[EXERCISE DIRECTIONS]:
Would you print all of the records below exactly, without skipping any?

[Stored data entries]:
=== Section Start ===
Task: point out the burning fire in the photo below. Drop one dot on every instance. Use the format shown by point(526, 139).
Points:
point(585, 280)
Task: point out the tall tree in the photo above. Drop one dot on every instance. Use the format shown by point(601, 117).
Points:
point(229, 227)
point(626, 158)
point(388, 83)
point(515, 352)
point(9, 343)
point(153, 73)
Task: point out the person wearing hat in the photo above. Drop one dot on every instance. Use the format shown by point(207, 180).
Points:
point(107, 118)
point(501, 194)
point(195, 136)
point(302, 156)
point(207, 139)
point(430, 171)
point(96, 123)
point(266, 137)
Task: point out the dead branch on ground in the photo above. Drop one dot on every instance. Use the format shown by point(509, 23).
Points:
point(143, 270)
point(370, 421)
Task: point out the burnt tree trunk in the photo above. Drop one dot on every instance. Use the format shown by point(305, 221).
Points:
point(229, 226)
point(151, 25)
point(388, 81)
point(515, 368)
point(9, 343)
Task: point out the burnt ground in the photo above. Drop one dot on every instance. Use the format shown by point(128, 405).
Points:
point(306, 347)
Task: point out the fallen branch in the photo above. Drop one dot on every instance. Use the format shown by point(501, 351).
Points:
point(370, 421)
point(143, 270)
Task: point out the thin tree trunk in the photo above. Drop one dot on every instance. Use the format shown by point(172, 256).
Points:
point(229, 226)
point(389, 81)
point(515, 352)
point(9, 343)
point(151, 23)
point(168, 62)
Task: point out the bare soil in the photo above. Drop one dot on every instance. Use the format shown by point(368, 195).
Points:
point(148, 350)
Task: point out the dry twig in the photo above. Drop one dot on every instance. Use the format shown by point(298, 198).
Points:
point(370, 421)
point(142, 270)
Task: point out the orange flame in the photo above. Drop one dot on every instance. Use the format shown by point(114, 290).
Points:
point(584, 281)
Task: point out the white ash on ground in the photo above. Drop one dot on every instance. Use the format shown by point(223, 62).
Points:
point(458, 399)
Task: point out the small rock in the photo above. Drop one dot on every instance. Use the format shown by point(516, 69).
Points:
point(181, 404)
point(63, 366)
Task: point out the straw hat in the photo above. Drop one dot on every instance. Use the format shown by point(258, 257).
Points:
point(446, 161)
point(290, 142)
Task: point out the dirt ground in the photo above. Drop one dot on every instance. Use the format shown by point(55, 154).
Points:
=== Section End ===
[RESPONSE TO THIS EXERCISE]:
Task: point out the burning fire in the photo below. Drop one dot on every instance. Use the format shown by point(526, 139).
Points:
point(585, 280)
Task: point out the tall tree in the photo above. Drop one dot on every instance. Use the format shown by point(601, 117).
Points:
point(229, 227)
point(626, 158)
point(388, 83)
point(515, 352)
point(9, 343)
point(153, 73)
Task: point out the person wearing hat in the photo above. Drop one dot on every instance. Use the format shown by point(207, 180).
Points:
point(107, 118)
point(501, 194)
point(195, 136)
point(302, 156)
point(207, 139)
point(430, 171)
point(96, 123)
point(266, 137)
Task: point out the dead branch on ground in the photo above. Drop one dot on every instance. Use the format shown by point(509, 23).
Points:
point(143, 270)
point(370, 421)
Task: point out the burnt tree trunk in the photo above. Drop one dot on every instance. Use the format shown by point(305, 221).
Points:
point(229, 226)
point(151, 25)
point(388, 81)
point(515, 368)
point(9, 343)
Task: point out the burnt ground in the photo above. Drop one dot on every instance. Use the format shown by point(128, 405).
Points:
point(306, 347)
Task: point out the fallen branch in the photo above. Drop one dot on every instance. Use the format shown by point(501, 351).
Points:
point(370, 421)
point(143, 270)
Task: point out the thin tree trunk in the photo above. Drop one dot on every instance. Use the format shown by point(172, 256).
Points:
point(229, 226)
point(389, 81)
point(515, 352)
point(9, 343)
point(151, 23)
point(168, 62)
Task: point out the bare soil in the photo above. Drop one dot on every instance. Use the format shown by point(368, 195).
Points:
point(148, 350)
Task: point out the dry twig in the photo above. Drop one dot on every instance. Use the format shown by point(298, 198).
Points:
point(370, 421)
point(142, 270)
Task: point out the orange flame in the photo above. Drop one dot on every instance. Use the format shown by point(114, 290).
Points:
point(584, 281)
Task: point out the white ash on ground in the photo above. Drop one dot on every instance. Use the format shown by point(223, 62).
Points:
point(458, 399)
Task: point out the small rock in the photo above. Drop one dot on every instance. Use the format shown by point(516, 69).
Points:
point(181, 404)
point(63, 366)
Task: point out the straw hat in the photo above. Drop one dot on every instance. Use the format shown by point(258, 257).
Points:
point(446, 161)
point(290, 142)
Task: point out the dirt ground in the photo above. Drop one dot on every instance. Use the format shown by point(55, 154).
Points:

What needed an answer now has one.